DESCRIPTION OF THE TASK
Reproduce the rows below word for word, starting with the very first row and continuing up to and including the line that contains "99 82 110 92".

────────────────────

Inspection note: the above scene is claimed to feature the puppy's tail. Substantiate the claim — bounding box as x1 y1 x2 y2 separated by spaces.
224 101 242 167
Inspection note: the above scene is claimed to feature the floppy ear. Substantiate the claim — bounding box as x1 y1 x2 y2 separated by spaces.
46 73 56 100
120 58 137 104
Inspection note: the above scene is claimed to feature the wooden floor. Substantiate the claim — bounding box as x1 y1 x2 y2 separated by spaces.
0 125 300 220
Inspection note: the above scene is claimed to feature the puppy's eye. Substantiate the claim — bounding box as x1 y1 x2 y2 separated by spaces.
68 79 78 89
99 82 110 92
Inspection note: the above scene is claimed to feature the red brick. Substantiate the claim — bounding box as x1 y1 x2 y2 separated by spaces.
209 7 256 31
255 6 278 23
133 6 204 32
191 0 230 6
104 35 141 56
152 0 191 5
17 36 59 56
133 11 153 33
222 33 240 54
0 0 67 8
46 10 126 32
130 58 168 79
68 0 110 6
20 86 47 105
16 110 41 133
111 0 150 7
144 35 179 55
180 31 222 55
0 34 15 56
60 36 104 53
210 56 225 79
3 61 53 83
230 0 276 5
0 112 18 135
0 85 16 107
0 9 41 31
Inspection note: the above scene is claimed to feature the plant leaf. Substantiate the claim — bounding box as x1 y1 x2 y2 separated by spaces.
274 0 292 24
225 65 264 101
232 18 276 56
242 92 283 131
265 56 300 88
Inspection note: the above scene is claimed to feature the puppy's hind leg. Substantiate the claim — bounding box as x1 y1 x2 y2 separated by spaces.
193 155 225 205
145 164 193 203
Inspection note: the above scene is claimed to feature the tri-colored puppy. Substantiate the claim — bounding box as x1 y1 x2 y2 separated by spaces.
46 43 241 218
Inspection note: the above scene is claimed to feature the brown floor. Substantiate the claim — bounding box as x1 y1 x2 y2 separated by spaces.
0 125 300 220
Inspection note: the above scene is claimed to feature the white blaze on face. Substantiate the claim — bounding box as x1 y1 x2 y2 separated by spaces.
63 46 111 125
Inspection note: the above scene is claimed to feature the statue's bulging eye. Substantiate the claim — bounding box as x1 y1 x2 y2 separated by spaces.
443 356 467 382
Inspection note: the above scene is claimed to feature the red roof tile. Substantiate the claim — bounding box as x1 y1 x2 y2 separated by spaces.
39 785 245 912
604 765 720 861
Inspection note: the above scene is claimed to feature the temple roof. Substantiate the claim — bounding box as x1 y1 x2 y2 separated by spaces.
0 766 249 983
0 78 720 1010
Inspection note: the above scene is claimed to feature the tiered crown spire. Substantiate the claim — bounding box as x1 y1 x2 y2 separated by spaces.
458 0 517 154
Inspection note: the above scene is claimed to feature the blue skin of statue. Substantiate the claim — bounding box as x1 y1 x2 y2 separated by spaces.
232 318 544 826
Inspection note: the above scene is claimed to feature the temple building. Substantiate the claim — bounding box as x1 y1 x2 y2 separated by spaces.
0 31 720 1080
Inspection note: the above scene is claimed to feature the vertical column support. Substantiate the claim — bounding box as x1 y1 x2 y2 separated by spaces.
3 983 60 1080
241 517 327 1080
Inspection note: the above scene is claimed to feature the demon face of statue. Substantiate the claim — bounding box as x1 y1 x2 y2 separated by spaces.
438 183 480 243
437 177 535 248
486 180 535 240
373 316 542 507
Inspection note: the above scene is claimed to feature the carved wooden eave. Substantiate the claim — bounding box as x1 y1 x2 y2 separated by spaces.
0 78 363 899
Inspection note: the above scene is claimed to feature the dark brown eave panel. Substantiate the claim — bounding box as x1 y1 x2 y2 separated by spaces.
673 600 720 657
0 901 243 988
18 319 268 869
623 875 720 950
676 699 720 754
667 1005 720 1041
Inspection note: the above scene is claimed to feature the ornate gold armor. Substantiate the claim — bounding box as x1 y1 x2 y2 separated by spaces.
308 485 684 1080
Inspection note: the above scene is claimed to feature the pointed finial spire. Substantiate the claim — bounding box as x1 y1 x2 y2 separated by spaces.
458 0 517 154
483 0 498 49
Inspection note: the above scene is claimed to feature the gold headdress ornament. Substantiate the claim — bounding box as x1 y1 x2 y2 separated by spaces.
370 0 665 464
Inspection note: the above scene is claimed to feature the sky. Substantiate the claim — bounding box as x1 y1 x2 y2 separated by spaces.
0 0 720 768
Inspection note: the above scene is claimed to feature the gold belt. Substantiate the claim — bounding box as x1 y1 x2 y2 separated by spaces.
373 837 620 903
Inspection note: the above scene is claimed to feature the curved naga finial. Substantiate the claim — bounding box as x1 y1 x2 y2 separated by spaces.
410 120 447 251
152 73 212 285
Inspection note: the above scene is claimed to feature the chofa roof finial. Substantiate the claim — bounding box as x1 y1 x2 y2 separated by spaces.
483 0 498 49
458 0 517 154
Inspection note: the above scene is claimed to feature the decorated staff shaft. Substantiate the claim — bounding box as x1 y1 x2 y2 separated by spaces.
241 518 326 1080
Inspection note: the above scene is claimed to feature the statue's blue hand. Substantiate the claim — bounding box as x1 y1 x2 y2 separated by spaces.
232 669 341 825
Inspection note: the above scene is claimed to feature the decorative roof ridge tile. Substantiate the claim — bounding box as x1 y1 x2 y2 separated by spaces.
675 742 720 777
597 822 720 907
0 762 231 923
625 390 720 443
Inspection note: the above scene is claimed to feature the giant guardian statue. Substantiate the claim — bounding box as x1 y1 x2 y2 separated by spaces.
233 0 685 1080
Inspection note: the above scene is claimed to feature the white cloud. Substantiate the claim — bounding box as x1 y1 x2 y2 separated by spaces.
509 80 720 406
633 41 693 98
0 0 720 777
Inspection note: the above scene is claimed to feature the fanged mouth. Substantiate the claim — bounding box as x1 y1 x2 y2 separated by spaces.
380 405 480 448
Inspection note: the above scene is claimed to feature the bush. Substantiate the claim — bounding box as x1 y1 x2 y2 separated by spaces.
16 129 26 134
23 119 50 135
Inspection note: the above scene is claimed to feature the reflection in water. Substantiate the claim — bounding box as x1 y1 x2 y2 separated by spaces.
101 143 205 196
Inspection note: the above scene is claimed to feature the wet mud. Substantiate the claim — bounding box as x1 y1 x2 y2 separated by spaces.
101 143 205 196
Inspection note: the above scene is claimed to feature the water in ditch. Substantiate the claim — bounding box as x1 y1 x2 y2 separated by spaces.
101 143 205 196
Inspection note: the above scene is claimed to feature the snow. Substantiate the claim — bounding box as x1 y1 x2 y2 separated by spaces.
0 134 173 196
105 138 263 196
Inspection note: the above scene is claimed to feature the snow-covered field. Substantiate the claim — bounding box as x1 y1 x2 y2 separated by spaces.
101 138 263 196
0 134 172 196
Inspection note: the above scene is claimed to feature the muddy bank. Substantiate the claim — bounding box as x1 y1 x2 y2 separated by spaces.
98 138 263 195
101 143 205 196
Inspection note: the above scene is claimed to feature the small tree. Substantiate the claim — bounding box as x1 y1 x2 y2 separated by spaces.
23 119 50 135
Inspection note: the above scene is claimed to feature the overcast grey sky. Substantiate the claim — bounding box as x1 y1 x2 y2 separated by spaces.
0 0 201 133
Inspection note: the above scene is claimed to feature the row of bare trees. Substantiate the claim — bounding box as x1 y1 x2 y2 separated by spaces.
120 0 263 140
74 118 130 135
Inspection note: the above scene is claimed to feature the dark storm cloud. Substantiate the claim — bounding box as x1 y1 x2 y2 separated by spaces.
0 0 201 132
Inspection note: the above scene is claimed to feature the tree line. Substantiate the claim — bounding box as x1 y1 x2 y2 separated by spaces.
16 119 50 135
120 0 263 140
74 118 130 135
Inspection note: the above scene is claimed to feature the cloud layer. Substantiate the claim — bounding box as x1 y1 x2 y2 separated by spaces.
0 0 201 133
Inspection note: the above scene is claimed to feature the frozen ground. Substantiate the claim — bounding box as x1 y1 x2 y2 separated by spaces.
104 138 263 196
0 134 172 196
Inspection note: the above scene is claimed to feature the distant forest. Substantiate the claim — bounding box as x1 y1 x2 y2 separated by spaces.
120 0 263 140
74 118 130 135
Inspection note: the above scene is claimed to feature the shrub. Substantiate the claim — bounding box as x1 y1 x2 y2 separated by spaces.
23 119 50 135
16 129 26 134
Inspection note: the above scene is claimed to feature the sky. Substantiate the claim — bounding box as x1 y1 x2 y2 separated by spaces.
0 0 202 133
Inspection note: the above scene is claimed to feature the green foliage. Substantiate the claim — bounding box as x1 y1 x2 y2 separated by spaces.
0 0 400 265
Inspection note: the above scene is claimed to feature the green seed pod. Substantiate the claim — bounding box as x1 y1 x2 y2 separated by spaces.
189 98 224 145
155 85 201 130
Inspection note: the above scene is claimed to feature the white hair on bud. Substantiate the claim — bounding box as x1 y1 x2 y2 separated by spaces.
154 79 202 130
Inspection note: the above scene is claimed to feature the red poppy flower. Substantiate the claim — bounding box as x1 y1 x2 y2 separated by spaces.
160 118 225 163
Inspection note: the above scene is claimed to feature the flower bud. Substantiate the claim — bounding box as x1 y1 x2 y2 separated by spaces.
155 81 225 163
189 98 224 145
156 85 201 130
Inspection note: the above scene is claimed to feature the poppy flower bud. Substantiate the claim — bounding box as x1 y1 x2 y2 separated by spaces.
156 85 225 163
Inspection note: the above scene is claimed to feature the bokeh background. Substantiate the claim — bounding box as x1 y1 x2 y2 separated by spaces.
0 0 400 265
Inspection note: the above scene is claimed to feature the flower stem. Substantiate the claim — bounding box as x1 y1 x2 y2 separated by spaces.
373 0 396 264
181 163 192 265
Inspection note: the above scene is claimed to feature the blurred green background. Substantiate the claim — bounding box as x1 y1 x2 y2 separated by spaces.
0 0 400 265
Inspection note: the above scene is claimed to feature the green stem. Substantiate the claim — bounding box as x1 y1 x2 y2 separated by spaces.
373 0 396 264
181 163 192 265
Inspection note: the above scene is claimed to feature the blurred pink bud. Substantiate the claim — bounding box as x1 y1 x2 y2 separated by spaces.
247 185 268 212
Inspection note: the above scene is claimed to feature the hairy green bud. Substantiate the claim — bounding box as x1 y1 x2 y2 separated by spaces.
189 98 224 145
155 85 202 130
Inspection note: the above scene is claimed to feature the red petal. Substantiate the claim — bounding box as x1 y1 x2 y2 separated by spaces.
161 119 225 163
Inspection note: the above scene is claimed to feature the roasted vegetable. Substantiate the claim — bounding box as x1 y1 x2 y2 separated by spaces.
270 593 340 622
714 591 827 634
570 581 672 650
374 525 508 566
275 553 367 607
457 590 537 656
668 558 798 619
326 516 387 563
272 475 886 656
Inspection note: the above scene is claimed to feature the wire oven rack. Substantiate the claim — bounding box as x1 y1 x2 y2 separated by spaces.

────────────────────

ANSWER IN FULL
Inspection note: the above scene is claimed to feature the puppy's tail. Substantiate the claim — bounding box as x1 y1 x2 y2 separated by spaces.
224 101 242 167
Inspection note: the above scene is claimed to feature the floppy ear. Substantiate the claim — bounding box as x1 y1 x2 y2 separated by spaces.
46 73 56 100
120 58 137 104
Inspection note: the above scene is claimed to feature the wooden floor. Substantiate the claim — bounding box as x1 y1 x2 y2 separated by spaces.
0 125 300 220
Inspection note: the above scene is claimed to feature the puppy's eye. Substantiate the claim — bounding box as x1 y1 x2 y2 separated by spaces.
68 79 78 89
99 82 110 92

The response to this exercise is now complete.